[[ Record set, beginning ]]

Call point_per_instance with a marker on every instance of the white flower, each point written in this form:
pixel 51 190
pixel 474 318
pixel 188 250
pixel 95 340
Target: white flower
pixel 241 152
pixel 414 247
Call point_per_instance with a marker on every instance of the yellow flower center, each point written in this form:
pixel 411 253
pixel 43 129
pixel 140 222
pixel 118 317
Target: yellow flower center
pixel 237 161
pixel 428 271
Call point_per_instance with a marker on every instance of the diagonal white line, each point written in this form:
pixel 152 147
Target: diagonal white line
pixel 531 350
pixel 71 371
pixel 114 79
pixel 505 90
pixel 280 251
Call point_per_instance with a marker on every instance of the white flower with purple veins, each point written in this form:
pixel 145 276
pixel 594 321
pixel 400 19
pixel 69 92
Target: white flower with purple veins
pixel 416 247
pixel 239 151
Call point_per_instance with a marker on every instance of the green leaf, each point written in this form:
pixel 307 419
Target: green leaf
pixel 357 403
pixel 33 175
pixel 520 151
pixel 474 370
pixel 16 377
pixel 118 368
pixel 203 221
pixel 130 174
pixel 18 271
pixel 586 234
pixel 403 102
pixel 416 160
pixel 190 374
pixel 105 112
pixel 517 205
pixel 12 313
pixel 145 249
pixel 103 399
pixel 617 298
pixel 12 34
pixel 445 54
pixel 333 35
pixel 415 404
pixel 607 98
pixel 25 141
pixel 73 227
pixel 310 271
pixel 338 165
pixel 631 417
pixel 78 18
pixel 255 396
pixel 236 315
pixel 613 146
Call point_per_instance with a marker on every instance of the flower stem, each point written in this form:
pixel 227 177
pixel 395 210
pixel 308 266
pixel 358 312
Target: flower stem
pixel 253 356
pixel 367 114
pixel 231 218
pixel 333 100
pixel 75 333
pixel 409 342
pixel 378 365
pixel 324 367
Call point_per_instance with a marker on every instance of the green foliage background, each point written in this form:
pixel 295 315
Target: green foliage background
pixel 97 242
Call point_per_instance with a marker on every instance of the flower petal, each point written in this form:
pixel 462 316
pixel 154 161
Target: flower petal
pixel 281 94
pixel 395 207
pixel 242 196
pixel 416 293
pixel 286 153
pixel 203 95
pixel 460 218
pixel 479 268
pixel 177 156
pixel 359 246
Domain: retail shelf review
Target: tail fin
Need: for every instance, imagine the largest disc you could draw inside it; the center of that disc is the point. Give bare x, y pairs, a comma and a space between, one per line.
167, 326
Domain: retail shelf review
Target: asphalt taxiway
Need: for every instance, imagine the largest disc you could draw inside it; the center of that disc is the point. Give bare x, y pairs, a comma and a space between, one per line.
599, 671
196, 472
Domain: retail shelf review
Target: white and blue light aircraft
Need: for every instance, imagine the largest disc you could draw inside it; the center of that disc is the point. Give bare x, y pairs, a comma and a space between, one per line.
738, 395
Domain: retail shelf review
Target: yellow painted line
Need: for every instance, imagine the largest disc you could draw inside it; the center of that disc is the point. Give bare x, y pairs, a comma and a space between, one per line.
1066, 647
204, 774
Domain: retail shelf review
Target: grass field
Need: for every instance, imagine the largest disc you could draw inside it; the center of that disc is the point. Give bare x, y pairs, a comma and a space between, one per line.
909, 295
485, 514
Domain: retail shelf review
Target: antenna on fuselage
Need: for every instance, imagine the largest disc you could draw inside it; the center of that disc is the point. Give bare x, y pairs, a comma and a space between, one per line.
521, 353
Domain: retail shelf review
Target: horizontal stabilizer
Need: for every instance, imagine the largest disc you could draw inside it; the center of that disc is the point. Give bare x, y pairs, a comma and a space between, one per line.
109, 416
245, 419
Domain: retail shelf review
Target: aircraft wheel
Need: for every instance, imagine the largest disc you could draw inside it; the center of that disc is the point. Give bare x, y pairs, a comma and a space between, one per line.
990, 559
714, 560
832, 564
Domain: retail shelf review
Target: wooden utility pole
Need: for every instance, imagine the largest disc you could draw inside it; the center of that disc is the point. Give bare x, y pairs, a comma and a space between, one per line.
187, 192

[[ Record set, end ]]

Of all the entries above, repeat only the lines from the line that has "pixel 69 92" to the line that has "pixel 307 419", both lines included, exactly.

### [Response box]
pixel 69 92
Target: white flower with purple veins
pixel 416 247
pixel 239 151
Call point_per_instance with a marker on every instance of the green leaf, each point written in this form:
pixel 307 419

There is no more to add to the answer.